-- Start Text excerpt --

Title Company Nightmares............... - Posted by David Alexander

Posted by David Alexander on April 15, 2000 at 24:22:46:

There’d be no mystery in that now would there… :slight_smile:


Title Company Nightmares… - Posted by David Alexander

Posted by David Alexander on April 12, 2000 at 16:52:00:

Ok, everyone am I beating a dead horse. I have a little note I’m selling off. 32k note, good payor, etc, etc.

Problem payor has a judgement for 10k for child support.
Title company wont insure the note and says if the note sells it will go into second position.

The house was originally sold on contract for deed and that was recorded. The plan was to convert to a new note and Deed of trust and assign it. Said no they couldnt and insure it. So we said ok, just assign the contract for deed and insure it.

Is this the title company not understanding OR ME? Seems to me the note is underlying and as long as it is just assigned it should not lose it’s first position. Anyway, any thoughts.

Should I be looking for another title company or is this just the way it is.

Paying off the 10k would kill the deal.

David Alexander

What we have here… is a failure to communicate. - Posted by MDonovan

Posted by MDonovan on April 17, 2000 at 15:21:54:

It all depends on when the mortgage was recorded (assuming there is one already – you don’t make that very clear). If the mortgage was recorded before the judgement, the mortgage is superior. You don’t give up your superiority when you assign your mortgage. If you did, then all the banks that batch their mortgages and sell on the secondary market would be getting hit with any new liens. Think about it. You are assigning your interest, and your interest is superior.

-- End Text excerpt --
-- Start Records shown --

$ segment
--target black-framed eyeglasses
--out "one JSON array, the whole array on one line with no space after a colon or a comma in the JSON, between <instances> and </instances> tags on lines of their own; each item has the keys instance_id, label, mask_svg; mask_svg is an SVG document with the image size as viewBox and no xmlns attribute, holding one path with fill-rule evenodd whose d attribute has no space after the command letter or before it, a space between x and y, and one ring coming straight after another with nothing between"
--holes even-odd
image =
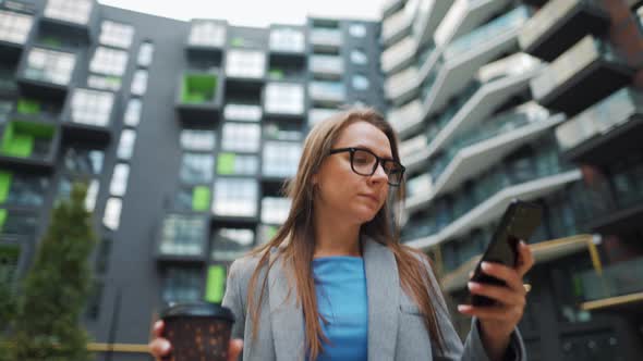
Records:
<instances>
[{"instance_id":1,"label":"black-framed eyeglasses","mask_svg":"<svg viewBox=\"0 0 643 361\"><path fill-rule=\"evenodd\" d=\"M351 153L351 169L356 174L371 176L375 174L377 166L381 164L384 173L388 176L389 185L395 187L402 183L402 177L404 176L404 171L407 169L400 162L393 159L379 158L368 149L353 147L331 149L328 154L331 155L343 152Z\"/></svg>"}]
</instances>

-- End Records shown --

Retype everything from "Title company wont" down to "the way it is." in the title company forum thread.

(Result of the task)
Title company wont insure the note and says if the note sells it will go into second position.

The house was originally sold on contract for deed and that was recorded. The plan was to convert to a new note and Deed of trust and assign it. Said no they couldnt and insure it. So we said ok, just assign the contract for deed and insure it.

Is this the title company not understanding OR ME? Seems to me the note is underlying and as long as it is just assigned it should not lose it’s first position. Anyway, any thoughts.

Should I be looking for another title company or is this just the way it is.